§ Short problem
Quote the lines from the one containing "written like (518,480)." through the end of the records, copying each one exactly.

[Saved data entries]
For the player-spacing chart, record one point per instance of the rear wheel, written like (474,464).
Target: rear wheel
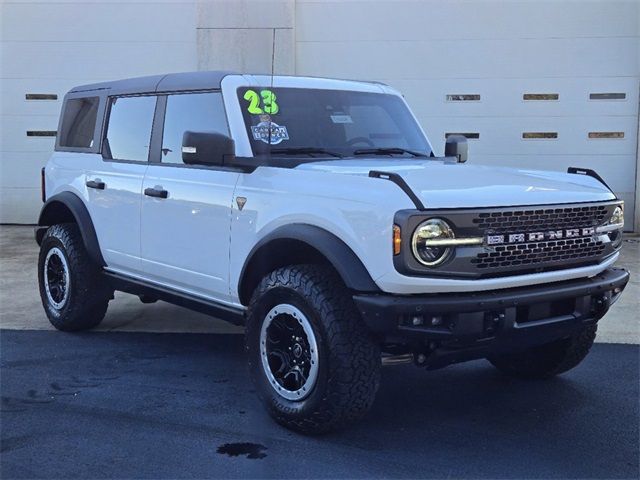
(311,358)
(73,293)
(550,359)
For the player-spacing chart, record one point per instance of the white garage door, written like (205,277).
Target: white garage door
(533,84)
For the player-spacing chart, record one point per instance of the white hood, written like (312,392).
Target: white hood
(442,184)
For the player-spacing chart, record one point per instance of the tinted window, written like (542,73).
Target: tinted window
(79,122)
(196,112)
(340,121)
(129,130)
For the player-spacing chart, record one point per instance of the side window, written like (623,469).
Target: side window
(196,112)
(79,122)
(129,129)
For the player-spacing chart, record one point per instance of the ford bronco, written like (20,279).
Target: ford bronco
(315,213)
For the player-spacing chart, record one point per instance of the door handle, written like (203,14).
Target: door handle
(97,184)
(156,192)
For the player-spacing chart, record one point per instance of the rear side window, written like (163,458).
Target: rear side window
(196,112)
(129,128)
(79,122)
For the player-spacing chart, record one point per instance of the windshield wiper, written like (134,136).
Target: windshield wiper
(388,151)
(304,151)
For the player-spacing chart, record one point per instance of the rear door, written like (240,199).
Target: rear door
(114,186)
(185,236)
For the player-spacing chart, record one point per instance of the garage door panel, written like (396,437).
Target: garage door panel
(505,135)
(20,205)
(504,97)
(13,91)
(21,169)
(13,135)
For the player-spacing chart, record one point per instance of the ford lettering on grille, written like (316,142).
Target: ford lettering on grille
(524,237)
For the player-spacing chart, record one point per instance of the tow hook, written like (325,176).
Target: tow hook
(397,359)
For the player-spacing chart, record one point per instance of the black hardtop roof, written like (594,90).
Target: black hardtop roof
(159,83)
(171,82)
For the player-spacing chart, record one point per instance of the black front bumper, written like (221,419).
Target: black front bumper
(478,324)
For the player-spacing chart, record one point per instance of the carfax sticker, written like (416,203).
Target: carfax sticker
(261,132)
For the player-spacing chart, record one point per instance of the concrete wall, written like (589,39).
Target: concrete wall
(242,35)
(499,50)
(48,47)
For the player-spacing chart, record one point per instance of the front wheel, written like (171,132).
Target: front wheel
(550,359)
(312,360)
(73,292)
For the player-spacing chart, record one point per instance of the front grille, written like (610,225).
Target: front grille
(543,218)
(536,253)
(545,254)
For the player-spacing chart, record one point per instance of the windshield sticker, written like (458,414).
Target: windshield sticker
(341,118)
(269,104)
(261,132)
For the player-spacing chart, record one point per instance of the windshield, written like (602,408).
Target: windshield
(328,122)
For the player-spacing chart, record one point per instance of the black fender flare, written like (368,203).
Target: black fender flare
(333,249)
(52,213)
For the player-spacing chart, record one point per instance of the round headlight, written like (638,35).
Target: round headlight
(617,218)
(425,242)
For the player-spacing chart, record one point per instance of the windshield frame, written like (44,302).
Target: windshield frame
(238,129)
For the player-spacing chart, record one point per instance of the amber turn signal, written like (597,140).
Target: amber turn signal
(397,240)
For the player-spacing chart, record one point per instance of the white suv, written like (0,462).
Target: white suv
(315,213)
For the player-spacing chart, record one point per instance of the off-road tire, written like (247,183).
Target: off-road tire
(349,359)
(548,360)
(88,294)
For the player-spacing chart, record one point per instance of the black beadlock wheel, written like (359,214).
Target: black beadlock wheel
(548,360)
(314,363)
(73,293)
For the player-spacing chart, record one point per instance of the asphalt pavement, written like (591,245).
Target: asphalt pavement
(169,405)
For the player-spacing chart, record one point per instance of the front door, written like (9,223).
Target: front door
(186,209)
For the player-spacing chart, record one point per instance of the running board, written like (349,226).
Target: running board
(397,359)
(224,312)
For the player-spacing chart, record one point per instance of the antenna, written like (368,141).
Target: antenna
(273,61)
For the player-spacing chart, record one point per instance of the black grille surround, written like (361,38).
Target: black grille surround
(584,249)
(513,257)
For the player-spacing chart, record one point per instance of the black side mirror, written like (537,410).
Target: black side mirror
(456,146)
(207,148)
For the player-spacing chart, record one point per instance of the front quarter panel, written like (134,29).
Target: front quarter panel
(358,210)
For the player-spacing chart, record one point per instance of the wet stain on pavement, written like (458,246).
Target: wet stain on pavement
(251,450)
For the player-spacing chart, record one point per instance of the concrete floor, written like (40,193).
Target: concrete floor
(152,405)
(20,306)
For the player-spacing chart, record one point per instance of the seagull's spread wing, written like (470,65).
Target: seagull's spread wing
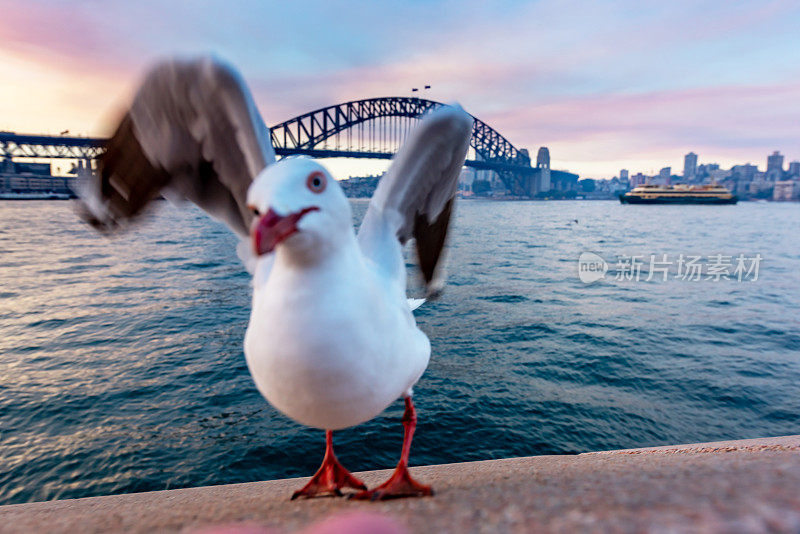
(415,197)
(192,131)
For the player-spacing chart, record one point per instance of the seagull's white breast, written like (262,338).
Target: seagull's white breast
(333,346)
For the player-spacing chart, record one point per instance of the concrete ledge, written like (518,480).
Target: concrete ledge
(734,486)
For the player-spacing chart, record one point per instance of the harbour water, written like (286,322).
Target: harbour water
(121,364)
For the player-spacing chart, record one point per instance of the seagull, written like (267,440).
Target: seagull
(332,340)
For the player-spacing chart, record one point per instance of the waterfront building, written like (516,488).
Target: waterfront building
(775,166)
(785,190)
(543,164)
(360,186)
(665,176)
(689,166)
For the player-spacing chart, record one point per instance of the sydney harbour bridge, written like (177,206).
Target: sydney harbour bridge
(368,128)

§ Answer to the task
For the player-spacing chart, record one point per instance of the concrete ledge, written like (518,480).
Target: concrete ledge
(734,486)
For the player-spacing chart, record one point per instance of the harbour water, written like (286,322).
Target: harbour water
(121,364)
For the player-spacing chart, record one point per instance of the seagull, written like (267,440).
Target: seagull
(332,340)
For the player-spacing chart, record one point per instance of the waterfront building, written like (516,488).
Target: waterfront building
(775,166)
(785,190)
(543,164)
(360,186)
(665,176)
(689,166)
For the player-spacing chart, record one point per instance of the sydney harbour bridge, written like (177,206).
Target: sydney harbour bridge
(368,128)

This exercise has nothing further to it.